A.The Eighth Circuit's Rule Of Automatic Reversal Cannot Be Reconciled With This Court's Sixth Amendment Jurisprudence
Respondent's defense of the Eighth Circuit's rule (Br. in Opp. 15-20) assumes that the erroneous denial of the right to counsel of choice in and of itself violates the Sixth Amendment. He then argues that the violation must be classified as structural error. Both elements of that argument depart from this Court's Sixth Amend ment jurisprudence.1
As a general rule, "defects in assistance [of counsel] that have no probable effect upon the trial's outcome do not establish a constitutional violation." Mickens v. Taylor, 535 U.S. 162, 166 (2002). This Court has recog nized an exception to that rule only when "the likelihood that the verdict is unreliable is so high that a case-by- case inquiry is unnecessary." Ibid. There is no basis for limiting that principle to ineffective-assistance cases; all claimed Sixth Amendment right-to-counsel violations must be linked to the purpose of that right, i.e., to pro tect the reliability of the verdict. Ibid. Respondent's complaint here-that he was compelled to go to trial with his second-choice counsel-clearly does not create such a high likelihood of unreliability that case-by-case inquiry is unnecessary. Accordingly, respondent's view that the Constitution was violated and that reversal is warranted, without any showing of prejudice, departs from this Court's analysis of claimed Sixth Amendment violations.2
Respondent argues (Br. in Opp. 16-18, 20) that a defendant challenging the erroneous rejection of his first-choice counsel should be relieved of the need to show prejudice, and that the error should be treated as structural, based on two factors. Neither of those fac tors finds support in this Court's authority.
First, citing Faretta v. California, 422 U.S. 806, 834 (1975), respondent equates the right to counsel of choice with the right to self-representation in that they both "protect a defendant's autonomy and dignity inter ests." Br. in Opp. 17. But Faretta did not even address the right to counsel of choice. And to the extent that the right to counsel of choice may further autonomy inter ests, this Court has made clear that such interests may be subordinated to concerns about, inter alia, the effec tive administration of justice. Wheat v. United States, 486 U.S. 153, 159-160 (1988). In that respect, respon dent's autonomy interest is far weaker than that of a defendant electing self-representation. See id. at 159 n.3. Moreover, denial of a defendant's first-choice coun sel does not necessarily deprive him of all choice; as in this case, such a defendant may still be represented by counsel accepted or selected by him.3 Autonomy con cerns in the counsel-of-first-choice context thus should receive minimal weight in determining whether an erro neous deprivation should invalidate a conviction. Second, respondent argues (Br. in Opp. 17) that the denial of the right to counsel of choice is not amenable to review for prejudice because, unlike ineffective-assis tance claims, the error "affects the entire framework" of the defendant's trial. The same, however, could be said about ineffective-assistance claims based upon, inter alia, failure to pursue a particular defense theory or to contest an element of the government's case. Yet, under this Court's cases, defendants asserting such claims are not relieved of proving prejudice. See, e.g., Florida v. Nixon, 125 S. Ct. 551 (2004). Similarly, Sixth Amendment conflict-of-interest claims can be said to implicate "the entire framework" of the trial, but this Court has made clear that a defendant asserting such a claim generally must establish, at a minimum, that the conflict adversely affected his lawyer's performance. See Mickens, 535 U.S. at 174.

▸ **Dataset items**
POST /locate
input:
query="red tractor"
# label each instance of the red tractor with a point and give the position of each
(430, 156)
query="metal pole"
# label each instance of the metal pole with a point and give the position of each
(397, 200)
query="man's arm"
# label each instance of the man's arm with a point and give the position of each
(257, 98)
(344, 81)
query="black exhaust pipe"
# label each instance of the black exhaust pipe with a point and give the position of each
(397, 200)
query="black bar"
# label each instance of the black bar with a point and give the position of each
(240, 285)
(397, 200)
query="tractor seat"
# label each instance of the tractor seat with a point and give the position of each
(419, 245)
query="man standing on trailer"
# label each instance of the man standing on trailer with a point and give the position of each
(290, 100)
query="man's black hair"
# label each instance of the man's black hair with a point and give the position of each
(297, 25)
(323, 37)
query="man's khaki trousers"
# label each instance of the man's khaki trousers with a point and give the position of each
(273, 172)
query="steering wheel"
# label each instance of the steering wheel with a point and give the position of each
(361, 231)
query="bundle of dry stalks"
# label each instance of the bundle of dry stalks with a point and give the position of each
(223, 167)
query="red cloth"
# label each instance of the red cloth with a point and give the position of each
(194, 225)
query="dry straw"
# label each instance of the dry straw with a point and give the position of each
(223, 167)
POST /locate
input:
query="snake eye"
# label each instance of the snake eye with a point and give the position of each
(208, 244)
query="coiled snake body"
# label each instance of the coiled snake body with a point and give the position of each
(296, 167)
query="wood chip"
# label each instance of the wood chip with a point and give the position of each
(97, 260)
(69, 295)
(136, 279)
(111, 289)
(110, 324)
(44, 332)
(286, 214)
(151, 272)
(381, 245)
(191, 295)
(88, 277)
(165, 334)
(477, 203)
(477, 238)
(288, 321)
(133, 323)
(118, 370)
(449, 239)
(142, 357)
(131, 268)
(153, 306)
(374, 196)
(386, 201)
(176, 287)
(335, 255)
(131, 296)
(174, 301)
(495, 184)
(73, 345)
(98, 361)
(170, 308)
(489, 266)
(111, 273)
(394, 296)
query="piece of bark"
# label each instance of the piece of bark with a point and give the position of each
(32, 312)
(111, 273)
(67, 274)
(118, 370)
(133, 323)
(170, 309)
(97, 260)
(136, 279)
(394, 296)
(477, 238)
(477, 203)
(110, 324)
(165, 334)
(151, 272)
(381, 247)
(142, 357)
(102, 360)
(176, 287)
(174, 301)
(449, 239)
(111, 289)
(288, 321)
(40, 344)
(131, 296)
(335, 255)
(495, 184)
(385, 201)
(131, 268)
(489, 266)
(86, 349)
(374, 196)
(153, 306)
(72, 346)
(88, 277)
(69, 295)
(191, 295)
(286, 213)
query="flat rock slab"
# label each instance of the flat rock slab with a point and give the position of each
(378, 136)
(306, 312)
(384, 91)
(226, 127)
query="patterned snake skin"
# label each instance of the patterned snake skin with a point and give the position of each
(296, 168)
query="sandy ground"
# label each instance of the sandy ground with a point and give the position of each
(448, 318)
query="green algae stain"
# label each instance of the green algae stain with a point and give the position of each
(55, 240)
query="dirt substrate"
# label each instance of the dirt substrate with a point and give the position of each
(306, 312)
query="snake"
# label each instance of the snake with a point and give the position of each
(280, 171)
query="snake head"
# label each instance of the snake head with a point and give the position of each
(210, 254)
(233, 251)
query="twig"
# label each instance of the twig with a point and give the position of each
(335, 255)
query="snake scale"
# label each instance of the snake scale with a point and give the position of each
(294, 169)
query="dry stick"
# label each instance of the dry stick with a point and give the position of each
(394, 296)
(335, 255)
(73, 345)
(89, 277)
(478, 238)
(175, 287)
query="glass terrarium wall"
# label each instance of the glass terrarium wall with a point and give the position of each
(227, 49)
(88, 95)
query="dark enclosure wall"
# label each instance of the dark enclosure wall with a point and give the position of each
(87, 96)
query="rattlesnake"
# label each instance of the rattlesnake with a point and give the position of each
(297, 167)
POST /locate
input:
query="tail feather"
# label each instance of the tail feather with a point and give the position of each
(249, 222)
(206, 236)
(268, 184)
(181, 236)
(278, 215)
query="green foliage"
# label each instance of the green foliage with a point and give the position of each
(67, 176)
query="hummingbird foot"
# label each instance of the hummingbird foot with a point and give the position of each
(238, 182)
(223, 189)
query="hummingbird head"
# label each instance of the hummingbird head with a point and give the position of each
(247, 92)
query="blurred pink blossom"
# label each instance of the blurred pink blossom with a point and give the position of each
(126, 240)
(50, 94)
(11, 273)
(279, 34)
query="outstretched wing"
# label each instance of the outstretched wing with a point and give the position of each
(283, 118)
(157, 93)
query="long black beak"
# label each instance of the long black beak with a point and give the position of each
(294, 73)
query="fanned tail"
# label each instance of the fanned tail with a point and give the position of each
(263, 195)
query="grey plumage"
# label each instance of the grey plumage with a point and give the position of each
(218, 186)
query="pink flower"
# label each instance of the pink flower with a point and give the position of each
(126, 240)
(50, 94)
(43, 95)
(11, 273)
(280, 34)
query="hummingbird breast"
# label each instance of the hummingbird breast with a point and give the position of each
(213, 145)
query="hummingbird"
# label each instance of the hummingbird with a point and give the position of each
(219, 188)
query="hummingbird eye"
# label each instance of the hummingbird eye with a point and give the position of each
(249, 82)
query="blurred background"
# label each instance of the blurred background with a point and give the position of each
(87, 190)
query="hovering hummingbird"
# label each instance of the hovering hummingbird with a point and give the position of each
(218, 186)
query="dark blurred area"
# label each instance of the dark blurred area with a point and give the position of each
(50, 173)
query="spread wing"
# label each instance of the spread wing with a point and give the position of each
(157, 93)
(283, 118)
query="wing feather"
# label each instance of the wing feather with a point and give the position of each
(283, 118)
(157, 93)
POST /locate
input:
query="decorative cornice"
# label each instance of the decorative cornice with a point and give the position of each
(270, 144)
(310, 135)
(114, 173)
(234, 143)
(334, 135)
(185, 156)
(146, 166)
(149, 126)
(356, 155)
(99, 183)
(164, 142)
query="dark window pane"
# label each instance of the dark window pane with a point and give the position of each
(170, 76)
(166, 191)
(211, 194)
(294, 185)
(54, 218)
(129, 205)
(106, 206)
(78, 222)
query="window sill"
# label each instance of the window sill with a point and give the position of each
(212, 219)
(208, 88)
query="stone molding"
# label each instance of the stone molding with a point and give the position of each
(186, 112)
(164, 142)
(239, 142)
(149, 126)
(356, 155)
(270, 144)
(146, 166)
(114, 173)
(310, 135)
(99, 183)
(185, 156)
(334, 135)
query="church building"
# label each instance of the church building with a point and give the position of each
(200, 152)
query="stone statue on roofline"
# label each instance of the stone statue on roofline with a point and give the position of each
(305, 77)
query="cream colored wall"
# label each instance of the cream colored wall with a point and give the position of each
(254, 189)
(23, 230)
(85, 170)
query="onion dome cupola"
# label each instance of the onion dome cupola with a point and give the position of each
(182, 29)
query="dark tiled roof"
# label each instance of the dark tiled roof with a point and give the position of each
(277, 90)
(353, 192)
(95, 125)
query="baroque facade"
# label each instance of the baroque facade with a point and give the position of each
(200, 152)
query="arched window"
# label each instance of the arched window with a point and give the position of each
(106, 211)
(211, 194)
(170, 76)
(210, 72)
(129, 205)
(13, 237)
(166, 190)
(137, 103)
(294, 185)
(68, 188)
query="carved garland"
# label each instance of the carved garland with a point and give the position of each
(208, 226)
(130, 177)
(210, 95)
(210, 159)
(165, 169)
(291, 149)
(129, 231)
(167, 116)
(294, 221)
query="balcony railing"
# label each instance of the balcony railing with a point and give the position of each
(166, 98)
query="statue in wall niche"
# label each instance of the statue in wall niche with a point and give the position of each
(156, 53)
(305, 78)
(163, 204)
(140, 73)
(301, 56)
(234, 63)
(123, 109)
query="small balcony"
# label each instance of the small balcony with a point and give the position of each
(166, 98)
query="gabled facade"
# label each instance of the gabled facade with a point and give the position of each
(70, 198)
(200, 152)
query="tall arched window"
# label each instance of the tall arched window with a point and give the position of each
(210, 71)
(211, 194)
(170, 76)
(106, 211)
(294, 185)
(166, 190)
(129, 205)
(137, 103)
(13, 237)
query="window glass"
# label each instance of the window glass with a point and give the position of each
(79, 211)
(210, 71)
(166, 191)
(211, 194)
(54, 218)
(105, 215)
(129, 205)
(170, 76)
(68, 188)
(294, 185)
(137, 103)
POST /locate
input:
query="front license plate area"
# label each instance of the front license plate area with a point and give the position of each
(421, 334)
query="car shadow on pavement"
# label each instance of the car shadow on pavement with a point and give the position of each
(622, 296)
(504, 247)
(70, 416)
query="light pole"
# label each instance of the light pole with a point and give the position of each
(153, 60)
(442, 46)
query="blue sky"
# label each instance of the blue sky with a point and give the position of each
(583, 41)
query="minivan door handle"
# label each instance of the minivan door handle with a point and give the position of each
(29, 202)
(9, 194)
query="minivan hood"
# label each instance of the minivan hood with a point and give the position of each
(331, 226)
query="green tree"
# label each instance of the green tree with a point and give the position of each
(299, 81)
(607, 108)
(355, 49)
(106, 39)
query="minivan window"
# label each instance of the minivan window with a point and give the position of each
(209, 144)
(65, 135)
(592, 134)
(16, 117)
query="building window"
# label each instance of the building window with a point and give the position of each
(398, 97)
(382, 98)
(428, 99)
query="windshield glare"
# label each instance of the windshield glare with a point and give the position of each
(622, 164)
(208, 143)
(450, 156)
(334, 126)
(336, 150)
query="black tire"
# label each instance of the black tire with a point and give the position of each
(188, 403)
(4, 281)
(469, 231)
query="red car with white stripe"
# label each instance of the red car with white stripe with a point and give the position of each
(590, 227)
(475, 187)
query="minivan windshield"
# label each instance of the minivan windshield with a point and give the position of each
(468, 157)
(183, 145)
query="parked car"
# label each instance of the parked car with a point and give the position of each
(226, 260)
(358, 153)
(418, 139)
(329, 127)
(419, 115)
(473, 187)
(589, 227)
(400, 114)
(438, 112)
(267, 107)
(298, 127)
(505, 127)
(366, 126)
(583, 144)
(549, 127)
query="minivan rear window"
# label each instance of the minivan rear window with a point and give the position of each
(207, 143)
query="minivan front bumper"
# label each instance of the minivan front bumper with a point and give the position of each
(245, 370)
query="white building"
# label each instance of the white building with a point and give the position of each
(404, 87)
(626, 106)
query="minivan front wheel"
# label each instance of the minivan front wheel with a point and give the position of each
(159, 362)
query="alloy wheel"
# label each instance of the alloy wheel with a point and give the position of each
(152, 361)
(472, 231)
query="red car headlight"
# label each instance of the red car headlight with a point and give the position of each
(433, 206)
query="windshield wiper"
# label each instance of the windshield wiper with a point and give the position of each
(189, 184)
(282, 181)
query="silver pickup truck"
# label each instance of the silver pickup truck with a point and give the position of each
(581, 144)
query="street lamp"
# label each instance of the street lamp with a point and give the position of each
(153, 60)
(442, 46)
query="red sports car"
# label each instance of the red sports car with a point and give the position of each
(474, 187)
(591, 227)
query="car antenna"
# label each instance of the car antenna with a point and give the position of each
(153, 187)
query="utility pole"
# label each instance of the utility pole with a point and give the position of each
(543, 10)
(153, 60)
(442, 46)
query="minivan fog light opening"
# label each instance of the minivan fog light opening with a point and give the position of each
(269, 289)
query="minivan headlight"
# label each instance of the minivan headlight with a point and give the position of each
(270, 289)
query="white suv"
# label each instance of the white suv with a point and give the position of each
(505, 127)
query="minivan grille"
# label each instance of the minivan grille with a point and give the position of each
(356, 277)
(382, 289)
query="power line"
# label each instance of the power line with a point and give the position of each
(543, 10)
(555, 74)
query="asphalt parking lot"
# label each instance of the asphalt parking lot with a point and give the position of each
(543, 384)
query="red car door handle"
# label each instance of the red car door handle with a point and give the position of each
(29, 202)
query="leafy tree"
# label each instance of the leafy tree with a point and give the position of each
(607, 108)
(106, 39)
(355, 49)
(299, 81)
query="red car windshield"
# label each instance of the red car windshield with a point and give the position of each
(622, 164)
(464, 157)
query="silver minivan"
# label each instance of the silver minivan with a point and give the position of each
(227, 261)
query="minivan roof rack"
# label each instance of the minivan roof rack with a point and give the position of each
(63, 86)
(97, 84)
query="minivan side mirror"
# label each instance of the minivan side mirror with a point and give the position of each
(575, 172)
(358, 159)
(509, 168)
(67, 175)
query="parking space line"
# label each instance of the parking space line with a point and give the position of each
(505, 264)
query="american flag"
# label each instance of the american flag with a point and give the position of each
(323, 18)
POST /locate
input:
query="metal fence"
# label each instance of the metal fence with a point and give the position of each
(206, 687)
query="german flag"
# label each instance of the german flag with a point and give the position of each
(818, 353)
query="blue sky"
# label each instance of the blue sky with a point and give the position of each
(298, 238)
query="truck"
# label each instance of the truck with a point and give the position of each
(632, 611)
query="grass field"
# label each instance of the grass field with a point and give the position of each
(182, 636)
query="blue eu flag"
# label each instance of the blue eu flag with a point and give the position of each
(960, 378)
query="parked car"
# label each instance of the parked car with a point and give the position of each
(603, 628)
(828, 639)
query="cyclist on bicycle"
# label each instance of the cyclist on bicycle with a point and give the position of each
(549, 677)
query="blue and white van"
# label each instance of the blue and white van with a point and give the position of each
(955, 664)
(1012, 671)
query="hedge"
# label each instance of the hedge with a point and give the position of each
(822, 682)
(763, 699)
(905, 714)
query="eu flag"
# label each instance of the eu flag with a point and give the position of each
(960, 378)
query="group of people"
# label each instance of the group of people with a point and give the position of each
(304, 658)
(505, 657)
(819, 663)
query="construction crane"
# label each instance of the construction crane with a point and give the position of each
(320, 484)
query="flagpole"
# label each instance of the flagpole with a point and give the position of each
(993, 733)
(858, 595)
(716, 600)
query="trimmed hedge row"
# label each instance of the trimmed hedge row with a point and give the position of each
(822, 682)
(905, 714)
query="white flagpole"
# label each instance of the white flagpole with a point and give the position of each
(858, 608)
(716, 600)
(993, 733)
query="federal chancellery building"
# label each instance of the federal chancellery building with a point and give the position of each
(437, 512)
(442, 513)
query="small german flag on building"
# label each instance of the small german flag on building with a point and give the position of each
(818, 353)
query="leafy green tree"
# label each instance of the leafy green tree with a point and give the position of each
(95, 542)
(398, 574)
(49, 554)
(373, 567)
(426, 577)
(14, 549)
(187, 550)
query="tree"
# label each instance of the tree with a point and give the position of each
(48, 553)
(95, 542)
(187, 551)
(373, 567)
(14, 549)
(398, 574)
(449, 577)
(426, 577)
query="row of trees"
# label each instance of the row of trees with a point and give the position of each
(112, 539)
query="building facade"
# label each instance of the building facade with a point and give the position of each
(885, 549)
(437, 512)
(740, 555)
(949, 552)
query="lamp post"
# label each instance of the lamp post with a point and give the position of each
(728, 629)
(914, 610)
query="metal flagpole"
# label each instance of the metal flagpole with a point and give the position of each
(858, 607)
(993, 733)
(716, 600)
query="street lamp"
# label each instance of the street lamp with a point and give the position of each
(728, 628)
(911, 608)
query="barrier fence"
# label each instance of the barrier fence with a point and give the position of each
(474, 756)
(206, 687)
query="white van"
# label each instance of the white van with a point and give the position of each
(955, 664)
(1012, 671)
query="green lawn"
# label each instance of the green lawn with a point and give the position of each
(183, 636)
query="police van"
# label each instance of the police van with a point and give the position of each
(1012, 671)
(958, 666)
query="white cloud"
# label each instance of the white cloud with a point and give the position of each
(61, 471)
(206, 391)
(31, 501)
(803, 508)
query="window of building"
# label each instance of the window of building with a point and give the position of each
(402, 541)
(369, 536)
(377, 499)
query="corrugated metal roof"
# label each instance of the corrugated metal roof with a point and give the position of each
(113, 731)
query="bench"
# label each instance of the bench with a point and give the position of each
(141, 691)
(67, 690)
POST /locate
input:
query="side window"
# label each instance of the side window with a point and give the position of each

▸ **TASKS FOR THIS EXERCISE**
a – Which lines of the entries contain the word "police"? List each of those lines in full.
b – Extend the brief on the Sixth Amendment right to counsel of choice, starting right after its last sentence.

▸ **THE ANSWERS**
a –
query="police van"
# label each instance of the police van with a point and give the position of each

b –
Respondent relies (Br. in Opp. 20) on Holloway v. Arkansas, 435 U.S. 475 (1978), where the Court applied a rule of automatic reversal to a situation in which the defendant's lawyer jointly represented co-defendants over his own objection, but that case does not support the Eighth Circuit's automatic reversal rule. As this Court explained in Mickens, the rule of Holloway consti tutes a narrow exception to the prejudice requirement which is justified by "the high probability of prejudice arising from multiple concurrent representation, and the difficulty of proving that prejudice." 535 U.S. at 175. Proceeding to trial with second-choice counsel does not inherently create a "high probability of prejudice"; re spondent does not claim otherwise.
Finally, contrary to respondent's contention (Br. in Opp. 18), the Eighth Circuit's rule of automatic reversal cannot be squared with this Court's decision in Wheat. The Court there, while recognizing that the right to counsel of choice is "comprehended by the Sixth Amend ment," 486 U.S. at 159, emphasized that "the essential aim of the [Sixth] Amendment is to guarantee an effec tive advocate for each criminal defendant rather than to ensure that a defendant will inexorably be represented by the lawyer whom he prefers," ibid. For that reason, this Court explained, "in evaluating Sixth Amendment claims, the appropriate inquiry focuses on the ad versarial process, not on the accused's relationship with his lawyer as such." Ibid. (internal quotation marks omitted). The Eighth Circuit's rule of automatic rever sal nevertheless gives controlling weight to the attorney-client relationship that the defendant was de nied without any consideration of the impact the depri vation may have had on the adversarial process.
B.The Eighth Circuit's Decision Conflicts With The Law Of The Seventh Circuit
Recognizing that a rule of automatic reversal for de nial of counsel of choice does "not make sense" under this Court's precedents, the Seventh Circuit rejected such a rule in Rodriguez, in favor of a rule requiring the defendant to show that the error had an "adverse effect" on his representation at trial. 382 F.3d at 674, 675. Not withstanding Rodriguez's clear rejection of automatic reversal, respondent maintains (Br. in Opp. 5) that "[t]here is no genuine conflict" because Rodriguez was a habeas case presenting different facts and because he would be entitled to relief under Rodriguez's approach. Respondent's contentions lack merit.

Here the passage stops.